__Requirement__:
Where the string "sunglasses" appears in a line of the material below, copy that line.
### Data excerpts ###
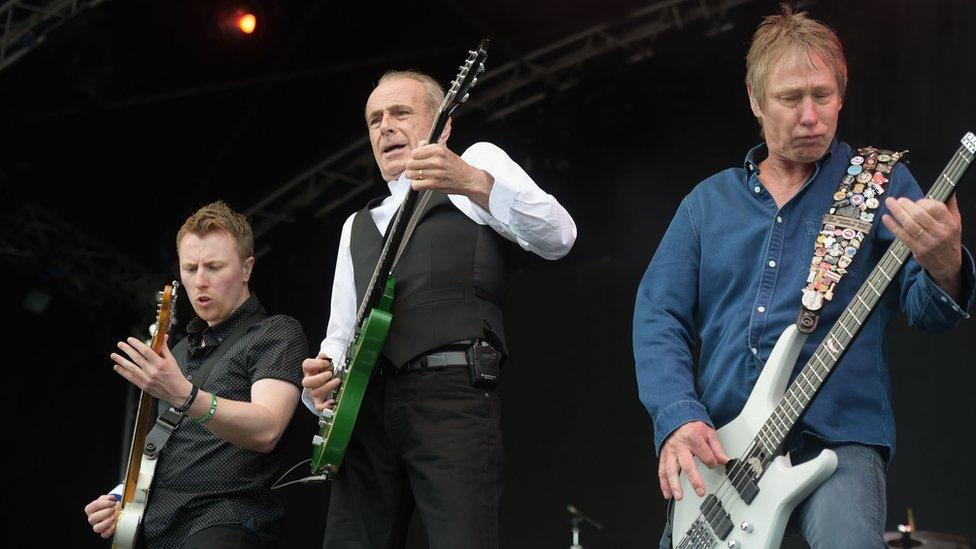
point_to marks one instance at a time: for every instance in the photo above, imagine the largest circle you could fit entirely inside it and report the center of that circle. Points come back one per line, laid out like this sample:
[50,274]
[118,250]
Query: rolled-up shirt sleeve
[517,208]
[664,329]
[342,312]
[925,304]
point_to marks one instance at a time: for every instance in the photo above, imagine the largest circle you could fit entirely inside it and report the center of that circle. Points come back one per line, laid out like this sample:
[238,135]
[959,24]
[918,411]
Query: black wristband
[189,400]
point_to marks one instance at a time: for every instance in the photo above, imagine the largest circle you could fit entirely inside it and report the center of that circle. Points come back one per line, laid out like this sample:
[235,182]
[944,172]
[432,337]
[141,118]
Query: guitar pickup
[718,519]
[742,479]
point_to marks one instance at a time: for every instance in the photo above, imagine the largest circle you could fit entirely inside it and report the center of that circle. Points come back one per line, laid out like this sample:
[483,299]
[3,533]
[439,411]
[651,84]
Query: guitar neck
[139,431]
[823,360]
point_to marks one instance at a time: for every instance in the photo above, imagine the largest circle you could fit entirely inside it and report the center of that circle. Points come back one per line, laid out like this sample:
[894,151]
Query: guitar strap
[845,226]
[170,419]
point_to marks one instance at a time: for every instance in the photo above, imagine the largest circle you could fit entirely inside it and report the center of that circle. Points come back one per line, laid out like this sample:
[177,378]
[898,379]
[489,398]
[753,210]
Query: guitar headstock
[466,78]
[969,141]
[165,315]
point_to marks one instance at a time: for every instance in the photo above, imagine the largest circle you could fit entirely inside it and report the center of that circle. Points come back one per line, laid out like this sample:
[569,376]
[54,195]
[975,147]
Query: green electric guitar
[374,317]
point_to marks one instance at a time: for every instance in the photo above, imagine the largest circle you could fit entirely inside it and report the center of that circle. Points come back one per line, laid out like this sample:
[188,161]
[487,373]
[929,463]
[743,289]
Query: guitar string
[959,162]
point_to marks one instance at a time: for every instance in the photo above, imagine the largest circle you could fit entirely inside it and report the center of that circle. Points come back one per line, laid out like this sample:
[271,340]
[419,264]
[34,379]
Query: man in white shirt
[426,436]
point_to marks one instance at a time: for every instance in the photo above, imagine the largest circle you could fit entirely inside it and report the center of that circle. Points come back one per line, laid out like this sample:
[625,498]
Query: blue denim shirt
[728,274]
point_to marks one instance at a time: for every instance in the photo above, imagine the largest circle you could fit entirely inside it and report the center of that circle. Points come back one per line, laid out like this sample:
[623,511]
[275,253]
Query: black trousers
[223,537]
[426,441]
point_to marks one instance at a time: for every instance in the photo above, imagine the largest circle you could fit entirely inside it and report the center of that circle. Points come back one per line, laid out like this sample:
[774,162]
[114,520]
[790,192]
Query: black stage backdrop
[87,132]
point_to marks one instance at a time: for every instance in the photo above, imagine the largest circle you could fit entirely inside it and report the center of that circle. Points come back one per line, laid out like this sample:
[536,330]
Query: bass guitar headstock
[466,78]
[165,315]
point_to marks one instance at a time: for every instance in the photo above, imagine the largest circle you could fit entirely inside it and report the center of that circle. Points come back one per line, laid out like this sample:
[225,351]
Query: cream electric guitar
[749,500]
[142,461]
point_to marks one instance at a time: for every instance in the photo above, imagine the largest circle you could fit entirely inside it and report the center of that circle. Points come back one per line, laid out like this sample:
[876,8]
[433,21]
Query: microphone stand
[577,519]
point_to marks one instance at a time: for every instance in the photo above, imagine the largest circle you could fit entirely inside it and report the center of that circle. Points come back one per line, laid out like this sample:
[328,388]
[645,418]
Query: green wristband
[213,409]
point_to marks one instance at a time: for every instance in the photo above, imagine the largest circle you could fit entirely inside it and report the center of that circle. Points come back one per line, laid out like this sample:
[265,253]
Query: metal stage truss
[37,240]
[329,185]
[84,268]
[25,25]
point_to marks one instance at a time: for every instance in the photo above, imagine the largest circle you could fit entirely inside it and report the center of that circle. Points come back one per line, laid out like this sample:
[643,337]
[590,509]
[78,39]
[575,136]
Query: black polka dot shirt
[203,480]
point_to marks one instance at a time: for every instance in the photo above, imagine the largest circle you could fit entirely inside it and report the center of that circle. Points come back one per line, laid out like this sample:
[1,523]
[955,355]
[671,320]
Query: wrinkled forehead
[398,91]
[798,67]
[213,244]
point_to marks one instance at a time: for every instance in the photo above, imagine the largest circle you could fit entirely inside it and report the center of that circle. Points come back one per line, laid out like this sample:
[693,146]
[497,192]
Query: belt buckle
[434,361]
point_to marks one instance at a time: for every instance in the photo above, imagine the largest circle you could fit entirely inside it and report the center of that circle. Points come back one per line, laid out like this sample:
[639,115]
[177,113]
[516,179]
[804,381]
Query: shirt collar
[759,153]
[398,187]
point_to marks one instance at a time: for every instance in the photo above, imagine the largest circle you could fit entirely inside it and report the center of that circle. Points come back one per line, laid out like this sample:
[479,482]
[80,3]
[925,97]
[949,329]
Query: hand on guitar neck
[437,168]
[932,230]
[319,381]
[102,515]
[693,439]
[156,373]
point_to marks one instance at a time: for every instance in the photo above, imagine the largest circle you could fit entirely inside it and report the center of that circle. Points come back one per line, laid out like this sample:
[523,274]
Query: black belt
[437,360]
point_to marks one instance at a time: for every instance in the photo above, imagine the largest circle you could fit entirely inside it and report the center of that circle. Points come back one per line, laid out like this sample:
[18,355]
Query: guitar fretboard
[798,396]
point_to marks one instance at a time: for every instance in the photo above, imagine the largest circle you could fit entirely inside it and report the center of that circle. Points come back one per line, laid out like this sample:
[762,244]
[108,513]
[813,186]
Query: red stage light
[247,23]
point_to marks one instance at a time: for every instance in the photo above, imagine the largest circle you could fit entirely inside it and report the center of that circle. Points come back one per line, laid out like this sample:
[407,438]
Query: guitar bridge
[744,476]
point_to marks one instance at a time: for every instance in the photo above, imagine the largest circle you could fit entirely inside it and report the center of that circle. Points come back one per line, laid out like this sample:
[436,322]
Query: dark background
[135,113]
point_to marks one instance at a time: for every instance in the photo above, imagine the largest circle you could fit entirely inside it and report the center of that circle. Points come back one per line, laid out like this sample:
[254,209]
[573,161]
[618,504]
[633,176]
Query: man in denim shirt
[729,274]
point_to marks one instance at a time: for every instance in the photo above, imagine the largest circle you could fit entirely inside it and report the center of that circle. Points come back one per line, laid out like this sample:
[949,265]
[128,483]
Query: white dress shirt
[517,209]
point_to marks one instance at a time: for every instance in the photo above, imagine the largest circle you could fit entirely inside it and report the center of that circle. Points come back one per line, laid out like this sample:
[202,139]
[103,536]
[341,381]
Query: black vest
[450,281]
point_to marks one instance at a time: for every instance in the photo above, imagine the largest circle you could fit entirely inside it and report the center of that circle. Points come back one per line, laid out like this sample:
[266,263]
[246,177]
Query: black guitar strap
[845,226]
[170,419]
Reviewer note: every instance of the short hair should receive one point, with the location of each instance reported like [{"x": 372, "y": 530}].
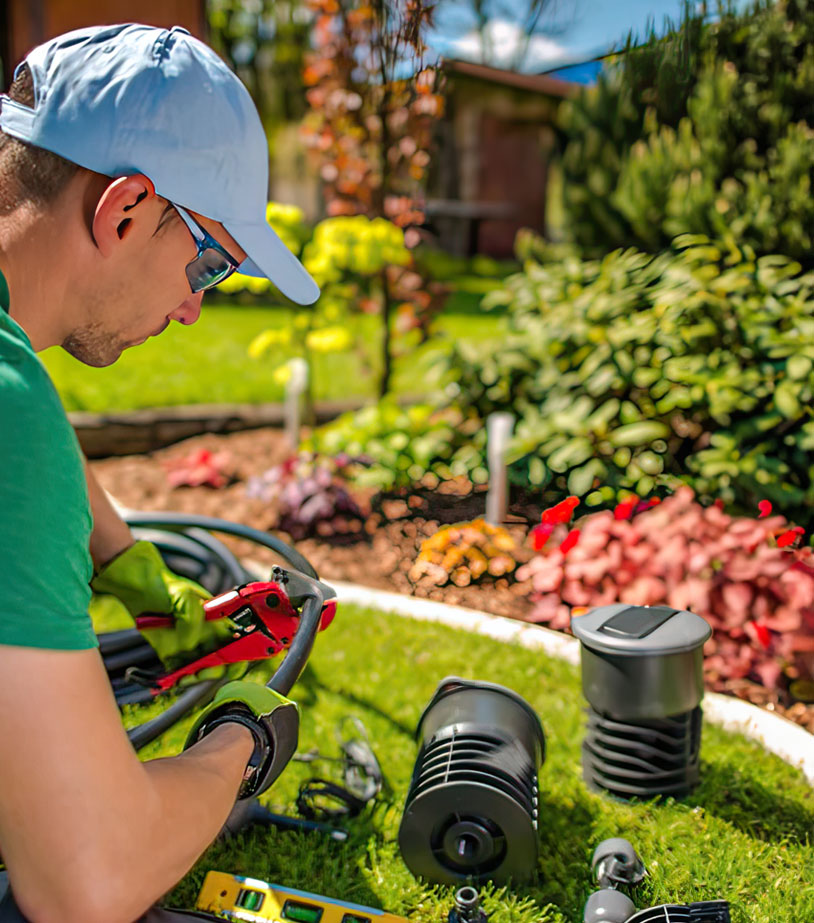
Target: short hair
[{"x": 29, "y": 173}]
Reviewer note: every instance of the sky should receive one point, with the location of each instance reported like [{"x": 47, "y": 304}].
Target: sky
[{"x": 575, "y": 30}]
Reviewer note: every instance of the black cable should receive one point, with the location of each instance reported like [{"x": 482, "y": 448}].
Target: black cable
[
  {"x": 194, "y": 542},
  {"x": 194, "y": 697},
  {"x": 183, "y": 521}
]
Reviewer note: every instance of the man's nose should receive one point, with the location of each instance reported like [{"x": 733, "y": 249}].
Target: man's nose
[{"x": 188, "y": 312}]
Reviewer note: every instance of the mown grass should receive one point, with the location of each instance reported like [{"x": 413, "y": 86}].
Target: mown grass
[
  {"x": 208, "y": 363},
  {"x": 744, "y": 835}
]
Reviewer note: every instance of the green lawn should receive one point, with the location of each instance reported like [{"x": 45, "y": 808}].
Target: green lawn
[
  {"x": 208, "y": 363},
  {"x": 743, "y": 836}
]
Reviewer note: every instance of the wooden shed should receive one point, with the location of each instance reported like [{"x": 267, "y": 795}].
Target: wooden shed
[{"x": 494, "y": 145}]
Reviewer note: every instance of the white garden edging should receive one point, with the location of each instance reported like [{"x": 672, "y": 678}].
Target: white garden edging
[{"x": 778, "y": 735}]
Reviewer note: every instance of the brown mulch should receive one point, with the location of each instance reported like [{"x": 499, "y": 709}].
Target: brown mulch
[{"x": 380, "y": 553}]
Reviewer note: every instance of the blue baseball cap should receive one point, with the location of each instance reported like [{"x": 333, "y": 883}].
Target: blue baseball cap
[{"x": 129, "y": 99}]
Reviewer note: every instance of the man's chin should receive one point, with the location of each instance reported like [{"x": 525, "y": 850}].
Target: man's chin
[{"x": 91, "y": 352}]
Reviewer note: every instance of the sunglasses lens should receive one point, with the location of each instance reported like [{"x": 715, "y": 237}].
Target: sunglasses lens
###
__Task solution__:
Reviewer note: every instance of the sunglasses lens should receive one point, with the location of each instance reported like [{"x": 715, "y": 237}].
Target: sunglasses lens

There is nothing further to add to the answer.